_Working data_
·····

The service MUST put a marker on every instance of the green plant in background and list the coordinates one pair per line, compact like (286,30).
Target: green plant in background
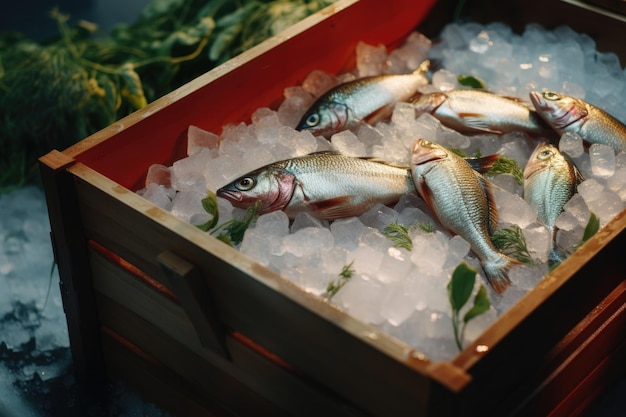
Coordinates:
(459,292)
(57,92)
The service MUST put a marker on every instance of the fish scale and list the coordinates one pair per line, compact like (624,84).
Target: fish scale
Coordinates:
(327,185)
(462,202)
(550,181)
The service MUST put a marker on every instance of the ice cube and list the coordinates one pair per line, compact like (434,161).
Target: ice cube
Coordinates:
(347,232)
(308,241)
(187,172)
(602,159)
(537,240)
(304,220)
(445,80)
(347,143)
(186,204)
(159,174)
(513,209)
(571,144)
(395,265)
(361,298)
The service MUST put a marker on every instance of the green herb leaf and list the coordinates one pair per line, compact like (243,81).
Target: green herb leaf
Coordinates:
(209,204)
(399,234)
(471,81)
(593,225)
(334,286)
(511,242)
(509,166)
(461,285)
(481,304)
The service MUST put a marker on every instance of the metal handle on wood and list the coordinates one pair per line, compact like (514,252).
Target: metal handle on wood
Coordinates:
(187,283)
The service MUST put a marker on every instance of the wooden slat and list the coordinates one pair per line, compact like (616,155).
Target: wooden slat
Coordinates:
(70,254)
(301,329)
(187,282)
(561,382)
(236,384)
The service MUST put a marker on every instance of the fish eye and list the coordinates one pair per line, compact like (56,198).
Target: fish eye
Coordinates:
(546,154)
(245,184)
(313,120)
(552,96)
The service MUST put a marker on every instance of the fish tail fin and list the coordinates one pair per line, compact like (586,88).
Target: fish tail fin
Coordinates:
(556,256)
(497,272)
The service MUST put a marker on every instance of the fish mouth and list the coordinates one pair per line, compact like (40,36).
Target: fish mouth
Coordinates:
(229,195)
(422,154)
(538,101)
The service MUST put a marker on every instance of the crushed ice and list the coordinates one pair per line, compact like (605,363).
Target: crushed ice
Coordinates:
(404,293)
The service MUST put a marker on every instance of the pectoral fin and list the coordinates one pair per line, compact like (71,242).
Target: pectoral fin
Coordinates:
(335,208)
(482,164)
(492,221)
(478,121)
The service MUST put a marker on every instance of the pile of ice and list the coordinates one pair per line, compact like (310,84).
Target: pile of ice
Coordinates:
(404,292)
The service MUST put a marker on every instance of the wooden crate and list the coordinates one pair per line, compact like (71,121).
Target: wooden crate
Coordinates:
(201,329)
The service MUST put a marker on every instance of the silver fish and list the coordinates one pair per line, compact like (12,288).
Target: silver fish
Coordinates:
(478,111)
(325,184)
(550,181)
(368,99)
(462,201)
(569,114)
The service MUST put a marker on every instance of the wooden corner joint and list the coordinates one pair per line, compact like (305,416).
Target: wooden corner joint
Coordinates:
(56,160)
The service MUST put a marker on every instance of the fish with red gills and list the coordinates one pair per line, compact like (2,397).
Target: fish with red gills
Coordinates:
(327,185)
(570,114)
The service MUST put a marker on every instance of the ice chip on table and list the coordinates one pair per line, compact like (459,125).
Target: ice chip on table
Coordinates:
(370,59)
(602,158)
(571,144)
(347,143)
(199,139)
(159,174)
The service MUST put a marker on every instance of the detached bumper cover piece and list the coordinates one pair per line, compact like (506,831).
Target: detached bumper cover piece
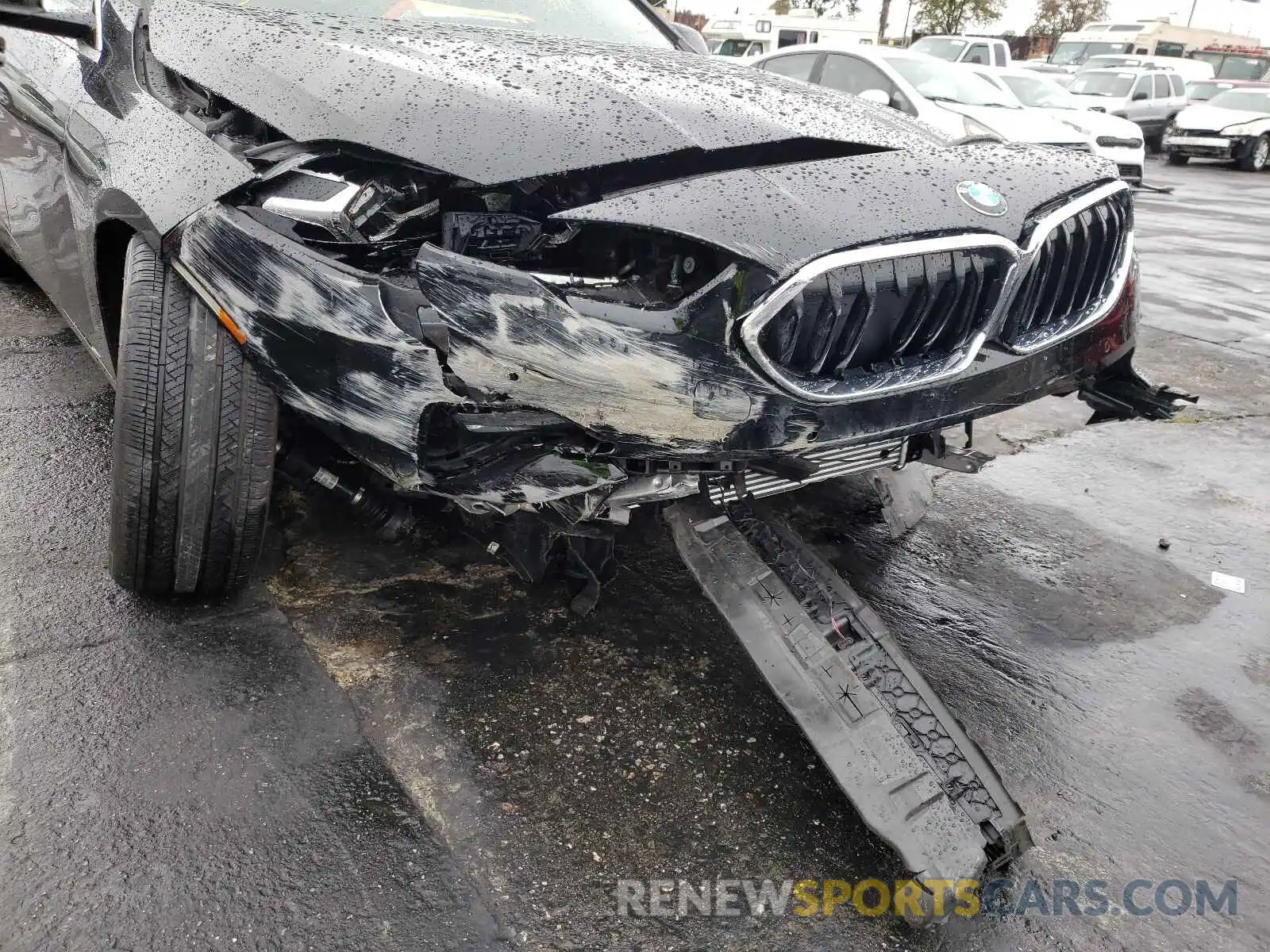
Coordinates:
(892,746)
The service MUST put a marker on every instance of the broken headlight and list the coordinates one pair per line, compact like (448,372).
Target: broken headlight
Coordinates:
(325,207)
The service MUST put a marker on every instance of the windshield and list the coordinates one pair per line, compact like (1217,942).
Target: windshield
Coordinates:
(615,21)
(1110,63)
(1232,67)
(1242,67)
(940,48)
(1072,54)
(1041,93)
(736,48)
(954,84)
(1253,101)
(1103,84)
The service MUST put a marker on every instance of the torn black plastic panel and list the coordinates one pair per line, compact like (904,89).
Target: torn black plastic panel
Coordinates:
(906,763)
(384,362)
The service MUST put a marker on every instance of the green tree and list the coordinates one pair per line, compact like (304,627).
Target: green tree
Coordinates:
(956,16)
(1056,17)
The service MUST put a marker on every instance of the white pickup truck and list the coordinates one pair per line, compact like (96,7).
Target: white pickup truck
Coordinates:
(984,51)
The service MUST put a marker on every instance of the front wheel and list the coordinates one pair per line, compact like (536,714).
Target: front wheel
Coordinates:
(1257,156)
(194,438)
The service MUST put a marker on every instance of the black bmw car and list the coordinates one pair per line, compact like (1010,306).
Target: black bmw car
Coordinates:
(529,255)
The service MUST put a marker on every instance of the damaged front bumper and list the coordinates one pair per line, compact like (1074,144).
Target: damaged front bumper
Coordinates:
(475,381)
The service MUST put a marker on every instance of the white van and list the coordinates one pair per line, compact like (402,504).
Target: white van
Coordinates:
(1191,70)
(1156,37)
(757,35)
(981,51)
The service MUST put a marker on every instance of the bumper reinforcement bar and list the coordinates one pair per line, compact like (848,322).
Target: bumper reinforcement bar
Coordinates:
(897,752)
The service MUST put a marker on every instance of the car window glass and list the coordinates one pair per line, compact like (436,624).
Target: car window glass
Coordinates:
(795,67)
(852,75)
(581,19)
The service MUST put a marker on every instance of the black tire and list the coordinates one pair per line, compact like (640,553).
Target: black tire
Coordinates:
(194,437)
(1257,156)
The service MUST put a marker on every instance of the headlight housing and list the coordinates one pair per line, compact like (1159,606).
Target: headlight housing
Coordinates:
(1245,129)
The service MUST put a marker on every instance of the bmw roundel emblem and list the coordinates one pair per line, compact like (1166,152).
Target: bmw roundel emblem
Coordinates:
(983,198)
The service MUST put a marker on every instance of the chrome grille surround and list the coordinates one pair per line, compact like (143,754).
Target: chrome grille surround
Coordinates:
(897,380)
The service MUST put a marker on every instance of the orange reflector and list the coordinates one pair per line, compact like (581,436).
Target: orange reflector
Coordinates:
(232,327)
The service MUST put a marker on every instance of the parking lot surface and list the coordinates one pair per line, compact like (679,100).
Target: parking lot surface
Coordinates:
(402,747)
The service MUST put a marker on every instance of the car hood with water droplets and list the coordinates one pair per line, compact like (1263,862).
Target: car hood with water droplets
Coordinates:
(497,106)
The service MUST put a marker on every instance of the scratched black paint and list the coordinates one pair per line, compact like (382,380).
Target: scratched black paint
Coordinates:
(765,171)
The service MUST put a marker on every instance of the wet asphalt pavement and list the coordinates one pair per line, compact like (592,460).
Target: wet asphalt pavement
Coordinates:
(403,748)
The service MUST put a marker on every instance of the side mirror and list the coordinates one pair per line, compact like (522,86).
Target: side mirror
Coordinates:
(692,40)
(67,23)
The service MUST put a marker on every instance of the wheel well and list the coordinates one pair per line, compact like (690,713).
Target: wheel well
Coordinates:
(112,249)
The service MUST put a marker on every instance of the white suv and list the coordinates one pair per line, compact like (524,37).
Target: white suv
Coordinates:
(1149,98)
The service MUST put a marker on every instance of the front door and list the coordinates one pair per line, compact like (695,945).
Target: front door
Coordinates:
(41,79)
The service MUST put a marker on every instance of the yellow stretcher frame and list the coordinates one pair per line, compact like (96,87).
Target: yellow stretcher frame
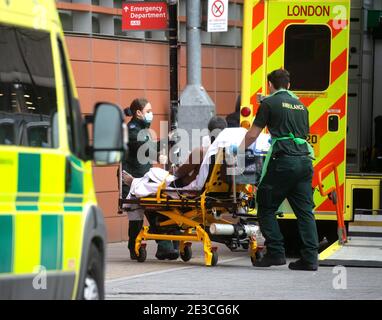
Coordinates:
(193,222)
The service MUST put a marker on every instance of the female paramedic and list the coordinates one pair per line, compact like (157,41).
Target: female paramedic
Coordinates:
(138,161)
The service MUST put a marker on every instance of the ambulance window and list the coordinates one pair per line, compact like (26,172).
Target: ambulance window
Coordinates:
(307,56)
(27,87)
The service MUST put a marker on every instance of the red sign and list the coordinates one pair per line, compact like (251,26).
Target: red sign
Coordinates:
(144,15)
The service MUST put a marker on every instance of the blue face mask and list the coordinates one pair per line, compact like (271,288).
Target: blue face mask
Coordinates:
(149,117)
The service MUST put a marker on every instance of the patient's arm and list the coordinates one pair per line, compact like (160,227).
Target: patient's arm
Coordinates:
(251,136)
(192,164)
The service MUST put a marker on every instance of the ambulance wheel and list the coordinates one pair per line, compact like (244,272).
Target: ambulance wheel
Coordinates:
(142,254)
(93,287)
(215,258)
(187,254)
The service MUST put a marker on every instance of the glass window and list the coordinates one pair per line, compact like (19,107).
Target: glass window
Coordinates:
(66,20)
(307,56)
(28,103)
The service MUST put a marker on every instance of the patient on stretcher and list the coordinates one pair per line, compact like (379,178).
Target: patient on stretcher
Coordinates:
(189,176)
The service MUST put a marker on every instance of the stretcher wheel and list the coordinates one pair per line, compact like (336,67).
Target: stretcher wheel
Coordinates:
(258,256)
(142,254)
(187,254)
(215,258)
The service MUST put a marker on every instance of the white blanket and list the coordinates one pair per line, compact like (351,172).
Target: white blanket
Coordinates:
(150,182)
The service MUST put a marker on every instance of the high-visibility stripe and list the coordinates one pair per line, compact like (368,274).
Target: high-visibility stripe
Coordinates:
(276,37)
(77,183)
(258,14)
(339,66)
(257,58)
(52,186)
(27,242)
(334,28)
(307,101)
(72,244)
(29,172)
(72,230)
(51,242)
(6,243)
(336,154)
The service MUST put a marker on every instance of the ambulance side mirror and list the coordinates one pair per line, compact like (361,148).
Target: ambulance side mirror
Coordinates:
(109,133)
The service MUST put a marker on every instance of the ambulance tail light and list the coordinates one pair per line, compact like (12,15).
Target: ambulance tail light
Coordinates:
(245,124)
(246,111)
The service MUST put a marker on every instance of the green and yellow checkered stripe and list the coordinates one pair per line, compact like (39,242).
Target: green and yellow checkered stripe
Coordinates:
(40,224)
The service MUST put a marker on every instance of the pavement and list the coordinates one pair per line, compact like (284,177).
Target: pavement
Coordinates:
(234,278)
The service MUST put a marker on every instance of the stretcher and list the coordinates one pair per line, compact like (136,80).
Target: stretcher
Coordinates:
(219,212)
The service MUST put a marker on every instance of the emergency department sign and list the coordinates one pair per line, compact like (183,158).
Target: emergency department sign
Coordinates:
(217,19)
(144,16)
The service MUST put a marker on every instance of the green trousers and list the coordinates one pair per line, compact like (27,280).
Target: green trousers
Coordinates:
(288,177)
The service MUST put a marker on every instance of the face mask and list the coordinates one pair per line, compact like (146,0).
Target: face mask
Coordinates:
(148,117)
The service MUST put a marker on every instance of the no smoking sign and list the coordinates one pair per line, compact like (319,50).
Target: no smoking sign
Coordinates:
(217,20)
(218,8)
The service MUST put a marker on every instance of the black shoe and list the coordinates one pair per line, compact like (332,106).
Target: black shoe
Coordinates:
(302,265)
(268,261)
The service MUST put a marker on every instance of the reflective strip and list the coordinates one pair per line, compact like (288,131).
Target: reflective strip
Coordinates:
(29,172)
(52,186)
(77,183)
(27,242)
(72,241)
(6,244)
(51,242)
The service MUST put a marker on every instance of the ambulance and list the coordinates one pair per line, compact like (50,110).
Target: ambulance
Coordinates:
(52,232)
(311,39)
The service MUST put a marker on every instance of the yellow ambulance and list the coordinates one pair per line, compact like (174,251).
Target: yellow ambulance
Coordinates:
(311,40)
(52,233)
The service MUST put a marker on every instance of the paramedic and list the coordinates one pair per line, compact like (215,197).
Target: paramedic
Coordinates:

·····

_Problem description_
Please reproduce every line of the data, from the line containing "compact like (50,110)." through the end, inclusive. Shift each coordinate pair listed on its own line by adding 143 to both numbers, and leave all other text and numbers as they are.

_Right answer_
The service MUST put a marker on every instance of the ambulance and list the coordinates one pair per line, compact like (50,110).
Target: ambulance
Coordinates:
(195,375)
(454,182)
The service MUST put a marker on every instance of the yellow ambulance and list the coordinates one pair per line, compact like (174,251).
Target: yellow ambulance
Coordinates:
(454,183)
(195,376)
The service MUST put a marker on every instance of the paramedic and list the coordinates one pair per line, compact like (215,197).
Target: paramedic
Coordinates:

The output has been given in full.